* **DOCUMENT SECTION**:

To get access to the pixels, you can use the canvas context with the following code:
var source = document.getElementById("source"); source.onload = function () { var canvas = document.getElementById("target"); canvas.width = source.clientWidth; canvas.height = source.clientHeight; tempContext.drawImage(source, 0, 0, canvas.width, canvas.height); var canvasData = tempContext.getImageData(0, 0, canvas.width, canvas.height); var binaryData = canvasData.data; }
The binaryData object contains an array of every pixel and can be used to quickly read or write data directly to the canvas.
So with this in mind, we can apply the whole effect with the following code:
var source = document.getElementById("source"); source.onload = function () { var start = new Date(); var canvas = document.getElementById("target"); canvas.width = source.clientWidth; canvas.height = source.clientHeight; if (!canvas.getContext) { log.innerText = "Canvas not supported. Please install a HTML5 compatible browser."; return; } var tempContext = canvas.getContext("2d"); var len = canvas.width * canvas.height * 4; tempContext.drawImage(source, 0, 0, canvas.width, canvas.height); var canvasData = tempContext.getImageData(0, 0, canvas.width, canvas.height); var binaryData = canvasData.data; processSepia(binaryData, len); tempContext.putImageData(canvasData, 0, 0); var diff = new Date() - start; log.innerText = "Process done in " + diff + " ms (no web workers)"; }
The processSepia function is just an variation of the previous one:
var processSepia = function (binaryData, l) { for (var i = 0; i < l; i += 4) { var r = binaryData[i]; var g = binaryData[i + 1]; var b = binaryData[i + 2]; binaryData[i] = colorDistance(noise(), (r * 0.393) + (g * 0.769) + (b * 0.189), r); binaryData[i + 1] = colorDistance(noise(), (r * 0.349) + (g * 0.686) + (b * 0.168), g); binaryData[i + 2] = colorDistance(noise(), (r * 0.272) + (g * 0.534) + (b * 0.131), b); } };
With this solution, on my Intel Extreme processor (12 cores), the main process takes 150ms and obviously only use one processor:
Adding web workers
The best thing you can do when dealing with SIMD (single instruction multiple data) is to use a parallelization approach. Especially when you want to work with low-end hardware (such as phone devices) with limited resources.

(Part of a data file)
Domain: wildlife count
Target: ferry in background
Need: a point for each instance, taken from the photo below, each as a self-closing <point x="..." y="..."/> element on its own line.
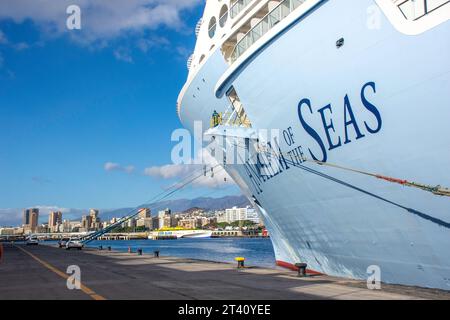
<point x="178" y="233"/>
<point x="359" y="91"/>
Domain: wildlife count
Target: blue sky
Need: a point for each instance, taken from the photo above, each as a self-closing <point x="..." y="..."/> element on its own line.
<point x="84" y="112"/>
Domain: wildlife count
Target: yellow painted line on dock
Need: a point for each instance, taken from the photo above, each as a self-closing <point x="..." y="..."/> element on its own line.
<point x="83" y="288"/>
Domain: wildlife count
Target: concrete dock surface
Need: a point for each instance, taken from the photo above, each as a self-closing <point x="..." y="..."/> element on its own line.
<point x="39" y="272"/>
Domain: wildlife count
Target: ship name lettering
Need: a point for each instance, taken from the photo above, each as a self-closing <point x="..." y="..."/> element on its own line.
<point x="351" y="127"/>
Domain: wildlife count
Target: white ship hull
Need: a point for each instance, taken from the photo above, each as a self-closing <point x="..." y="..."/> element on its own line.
<point x="393" y="92"/>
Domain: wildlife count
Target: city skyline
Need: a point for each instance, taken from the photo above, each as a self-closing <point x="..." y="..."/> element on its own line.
<point x="99" y="111"/>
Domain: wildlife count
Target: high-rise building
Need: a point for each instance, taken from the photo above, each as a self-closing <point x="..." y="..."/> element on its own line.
<point x="144" y="213"/>
<point x="95" y="220"/>
<point x="86" y="222"/>
<point x="27" y="215"/>
<point x="54" y="220"/>
<point x="238" y="214"/>
<point x="34" y="219"/>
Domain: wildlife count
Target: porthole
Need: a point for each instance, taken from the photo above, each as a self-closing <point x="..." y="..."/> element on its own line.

* **INSTRUCTIONS FOR THE TASK**:
Answer these questions about the text on the canvas sepia effect.
1. What does the binaryData object contain?
2. How long does the main process take on the 12-core Intel Extreme processor?
3. What does SIMD stand for?

* **ANSWER**:
1. An array of every pixel.
2. 150ms.
3. Single instruction multiple data.